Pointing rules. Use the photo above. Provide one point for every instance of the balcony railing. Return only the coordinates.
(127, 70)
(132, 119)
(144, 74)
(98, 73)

---

**Required action**
Give back every line of the material, exactly as written.

**Your solution**
Pointing rules. Use the photo above. Provide one point for every instance of the balcony railing. Return only the coordinates.
(127, 70)
(132, 119)
(144, 74)
(98, 73)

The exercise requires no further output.